— Problem details —
Reproduce the rows below, substituting "occurrence" for each occurrence of "instance" and leaving everything else unchanged.

Items from a dataset
▼

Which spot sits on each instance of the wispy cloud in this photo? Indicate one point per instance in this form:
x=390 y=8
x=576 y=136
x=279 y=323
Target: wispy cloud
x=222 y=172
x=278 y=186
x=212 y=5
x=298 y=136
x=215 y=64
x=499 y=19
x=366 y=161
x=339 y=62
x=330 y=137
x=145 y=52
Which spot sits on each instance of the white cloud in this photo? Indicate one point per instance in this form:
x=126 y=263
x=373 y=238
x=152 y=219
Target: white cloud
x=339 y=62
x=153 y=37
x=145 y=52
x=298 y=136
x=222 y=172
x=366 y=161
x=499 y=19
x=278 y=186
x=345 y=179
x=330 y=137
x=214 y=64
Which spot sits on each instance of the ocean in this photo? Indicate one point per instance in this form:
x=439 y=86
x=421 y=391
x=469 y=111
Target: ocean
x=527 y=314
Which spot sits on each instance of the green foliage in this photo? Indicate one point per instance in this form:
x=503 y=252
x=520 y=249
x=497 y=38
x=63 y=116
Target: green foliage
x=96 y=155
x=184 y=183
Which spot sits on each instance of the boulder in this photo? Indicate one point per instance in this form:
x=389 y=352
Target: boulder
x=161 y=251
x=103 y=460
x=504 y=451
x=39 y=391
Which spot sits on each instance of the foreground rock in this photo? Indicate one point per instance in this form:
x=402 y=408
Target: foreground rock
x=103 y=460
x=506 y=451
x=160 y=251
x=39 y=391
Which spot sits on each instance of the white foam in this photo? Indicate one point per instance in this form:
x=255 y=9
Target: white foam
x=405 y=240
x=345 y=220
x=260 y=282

▲

— Response to the task —
Which spot sits on each occurrence of the wispy cloud in this photo? Indicate one point per occurrence in this form:
x=390 y=8
x=576 y=136
x=279 y=323
Target: wispy cloud
x=222 y=172
x=278 y=186
x=212 y=5
x=298 y=136
x=215 y=64
x=499 y=19
x=366 y=161
x=339 y=62
x=330 y=137
x=145 y=52
Which spot sits on each occurrence of the white cloud in this photo? Indicate one point per occurrence in this form:
x=126 y=263
x=373 y=238
x=152 y=219
Target: white cloud
x=339 y=62
x=153 y=37
x=145 y=52
x=298 y=136
x=222 y=172
x=366 y=161
x=499 y=19
x=278 y=186
x=345 y=179
x=330 y=137
x=214 y=64
Which spot sits on each occurrence of the ocean in this photo? Indicate one point per occurrence in this form:
x=439 y=86
x=421 y=391
x=469 y=111
Target: ocean
x=527 y=314
Which spot sits on each occurrence of the green foliage in this photo? Indicate one point per occurrence in this form:
x=503 y=252
x=520 y=249
x=497 y=38
x=63 y=116
Target: green foliage
x=96 y=155
x=184 y=183
Which spot sits on each occurrence of the boulder in this photo? Indicate one point per occurrence in this form:
x=389 y=352
Target: boulder
x=161 y=251
x=103 y=460
x=504 y=451
x=39 y=391
Which spot sits on each occurrence of the foreground rock in this photo? Indicate one point per occurrence in this form:
x=402 y=408
Target: foreground rock
x=103 y=460
x=506 y=451
x=160 y=251
x=39 y=391
Which spot sits on each occurrence of the white foam in this photo? Indicate one point per occurrence in this form:
x=255 y=9
Target: white foam
x=405 y=240
x=345 y=220
x=260 y=282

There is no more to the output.